Selected excerpt:
::::::::
Instagram bios, website headers, anywhere you describe what you do.

The ick

Board-certified family physician. Direct Primary Care. Personalized, compassionate care. Accepting new patients.

The gem

Primary care for busy families in Austin. Longer visits, same-week access, and a doctor who knows your story. Now accepting new members.

Why

The ick isn't terrible. It's just generic. It could belong to almost any practice. The gem says where the practice is, who it serves, and what makes the experience different. Same length, completely different signal.

Round 02 of 5

Even with permission, you can't confirm care details

Responding to public reviews on Google, Yelp, or anywhere else.

Setup: A patient leaves a 5★ review naming her doctor and mentioning her back pain.
The ick reply

Thank you so much, Sarah! I'm so glad we were able to help with your back pain and get you feeling better. It was great seeing you in the clinic, and we're always here if it flares up again.

The gem reply

Thank you so much for your kind words. We're grateful you took the time to share your experience. For privacy, we don't discuss care details online, but we're always happy to help if you need anything. Please call the office anytime.

Why

The patient revealed her own information in the review, which is her choice. The practice's job is to respond without confirming any of it. The ick confirms she's a patient, names the condition, and references the in-clinic visit. All PHI, even though Sarah herself made it public. The gem stays warm but redirects care details offline.

Round 03 of 5

Name what the patient feels, not what's wrong with the system

Social posts about insurance, wait times, or systemic frustration.
::::::::
Problems and tasks:
1. In the ick-versus-gem text, what reason does the gem review reply give for not discussing care details online?
2. Quote the ick-versus-gem text word for word, starting with "The ick isn't" and going on through "completely different signal.".
::::::::
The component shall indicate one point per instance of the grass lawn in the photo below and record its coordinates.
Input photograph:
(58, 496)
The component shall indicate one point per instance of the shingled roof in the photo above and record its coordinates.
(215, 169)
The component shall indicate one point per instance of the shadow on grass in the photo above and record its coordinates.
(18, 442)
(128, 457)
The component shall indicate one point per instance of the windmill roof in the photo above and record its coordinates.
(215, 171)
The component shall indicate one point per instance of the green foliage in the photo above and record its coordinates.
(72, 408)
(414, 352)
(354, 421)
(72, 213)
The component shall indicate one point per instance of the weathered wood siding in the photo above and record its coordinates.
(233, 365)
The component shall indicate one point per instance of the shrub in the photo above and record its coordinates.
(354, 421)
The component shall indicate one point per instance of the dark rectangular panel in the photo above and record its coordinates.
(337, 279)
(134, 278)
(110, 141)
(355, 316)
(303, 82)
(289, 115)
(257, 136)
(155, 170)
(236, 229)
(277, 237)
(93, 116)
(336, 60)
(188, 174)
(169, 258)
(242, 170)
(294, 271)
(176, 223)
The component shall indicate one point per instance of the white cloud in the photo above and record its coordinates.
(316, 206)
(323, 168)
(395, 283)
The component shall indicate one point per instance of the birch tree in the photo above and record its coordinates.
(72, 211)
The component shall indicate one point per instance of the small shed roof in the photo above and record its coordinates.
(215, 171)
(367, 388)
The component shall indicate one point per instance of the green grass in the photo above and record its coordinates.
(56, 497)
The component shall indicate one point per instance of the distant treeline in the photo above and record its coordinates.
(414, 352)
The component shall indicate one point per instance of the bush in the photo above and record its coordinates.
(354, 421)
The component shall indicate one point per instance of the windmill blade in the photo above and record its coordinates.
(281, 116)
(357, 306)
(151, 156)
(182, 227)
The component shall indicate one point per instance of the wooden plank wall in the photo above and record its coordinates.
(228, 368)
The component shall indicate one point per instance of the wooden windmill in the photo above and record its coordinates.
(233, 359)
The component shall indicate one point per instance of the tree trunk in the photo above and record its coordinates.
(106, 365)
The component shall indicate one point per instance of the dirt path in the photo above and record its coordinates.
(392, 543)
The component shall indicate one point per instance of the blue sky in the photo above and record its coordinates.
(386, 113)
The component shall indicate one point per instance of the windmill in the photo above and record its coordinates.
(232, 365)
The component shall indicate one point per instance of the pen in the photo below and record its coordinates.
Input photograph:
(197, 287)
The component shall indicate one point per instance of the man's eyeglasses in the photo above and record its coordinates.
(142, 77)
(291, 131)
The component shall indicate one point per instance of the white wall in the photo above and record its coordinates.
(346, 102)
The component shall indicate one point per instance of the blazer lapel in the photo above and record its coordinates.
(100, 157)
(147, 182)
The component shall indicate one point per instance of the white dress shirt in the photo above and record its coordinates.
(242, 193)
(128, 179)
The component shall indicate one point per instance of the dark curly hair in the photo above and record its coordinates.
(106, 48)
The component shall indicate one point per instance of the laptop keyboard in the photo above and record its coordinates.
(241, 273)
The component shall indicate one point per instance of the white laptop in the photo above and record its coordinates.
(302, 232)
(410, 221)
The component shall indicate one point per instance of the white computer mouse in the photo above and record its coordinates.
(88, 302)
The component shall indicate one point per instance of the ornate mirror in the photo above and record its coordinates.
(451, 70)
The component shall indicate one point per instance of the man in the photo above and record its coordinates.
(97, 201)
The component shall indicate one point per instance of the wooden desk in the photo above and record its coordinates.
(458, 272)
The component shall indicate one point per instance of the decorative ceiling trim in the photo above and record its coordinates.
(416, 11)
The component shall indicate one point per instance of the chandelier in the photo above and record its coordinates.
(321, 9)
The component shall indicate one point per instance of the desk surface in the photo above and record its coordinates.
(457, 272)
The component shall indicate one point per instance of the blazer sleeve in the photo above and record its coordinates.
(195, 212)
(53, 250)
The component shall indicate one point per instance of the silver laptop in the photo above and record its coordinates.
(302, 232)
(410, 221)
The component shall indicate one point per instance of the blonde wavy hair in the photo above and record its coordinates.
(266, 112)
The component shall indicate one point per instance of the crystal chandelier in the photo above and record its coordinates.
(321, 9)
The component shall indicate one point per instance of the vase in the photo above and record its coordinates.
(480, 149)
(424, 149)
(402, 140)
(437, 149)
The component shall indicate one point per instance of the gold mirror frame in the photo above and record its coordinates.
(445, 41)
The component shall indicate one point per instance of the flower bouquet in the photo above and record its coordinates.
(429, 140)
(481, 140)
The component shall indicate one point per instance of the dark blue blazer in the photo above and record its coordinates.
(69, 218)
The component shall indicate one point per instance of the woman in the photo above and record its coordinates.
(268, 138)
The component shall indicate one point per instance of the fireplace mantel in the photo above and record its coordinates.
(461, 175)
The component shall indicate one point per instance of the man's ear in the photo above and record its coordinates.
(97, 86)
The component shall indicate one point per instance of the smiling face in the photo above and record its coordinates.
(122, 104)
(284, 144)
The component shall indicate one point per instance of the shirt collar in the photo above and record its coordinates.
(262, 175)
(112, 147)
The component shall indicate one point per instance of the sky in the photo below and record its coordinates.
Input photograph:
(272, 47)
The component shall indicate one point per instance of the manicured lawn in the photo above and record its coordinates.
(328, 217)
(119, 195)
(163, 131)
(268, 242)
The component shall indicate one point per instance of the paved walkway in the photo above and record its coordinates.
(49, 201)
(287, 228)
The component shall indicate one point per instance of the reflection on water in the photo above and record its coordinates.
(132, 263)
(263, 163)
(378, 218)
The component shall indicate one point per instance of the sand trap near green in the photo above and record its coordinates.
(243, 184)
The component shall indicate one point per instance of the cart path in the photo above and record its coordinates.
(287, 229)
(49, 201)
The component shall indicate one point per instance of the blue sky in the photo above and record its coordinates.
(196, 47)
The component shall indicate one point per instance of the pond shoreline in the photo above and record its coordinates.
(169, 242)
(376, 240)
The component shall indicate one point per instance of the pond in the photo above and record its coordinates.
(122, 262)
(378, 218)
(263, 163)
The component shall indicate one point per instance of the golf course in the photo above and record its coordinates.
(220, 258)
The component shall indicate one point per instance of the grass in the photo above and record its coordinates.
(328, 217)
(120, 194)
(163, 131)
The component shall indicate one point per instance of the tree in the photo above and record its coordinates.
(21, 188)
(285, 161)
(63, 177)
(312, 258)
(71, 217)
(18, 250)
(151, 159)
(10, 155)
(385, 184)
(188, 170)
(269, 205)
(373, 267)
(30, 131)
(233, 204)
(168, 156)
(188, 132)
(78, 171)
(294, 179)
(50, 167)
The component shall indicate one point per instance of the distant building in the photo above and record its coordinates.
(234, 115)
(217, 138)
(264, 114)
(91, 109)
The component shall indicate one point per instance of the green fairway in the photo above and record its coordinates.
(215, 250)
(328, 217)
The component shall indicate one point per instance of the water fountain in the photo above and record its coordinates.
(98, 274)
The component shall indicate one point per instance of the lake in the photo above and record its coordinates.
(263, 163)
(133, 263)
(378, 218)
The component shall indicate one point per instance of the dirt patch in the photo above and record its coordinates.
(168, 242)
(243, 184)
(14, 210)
::::::::
Answers:
1. It says the practice doesn't discuss care details online for privacy.

2.
The ick isn't terrible. It's just generic. It could belong to almost any practice. The gem says where the practice is, who it serves, and what makes the experience different. Same length, completely different signal.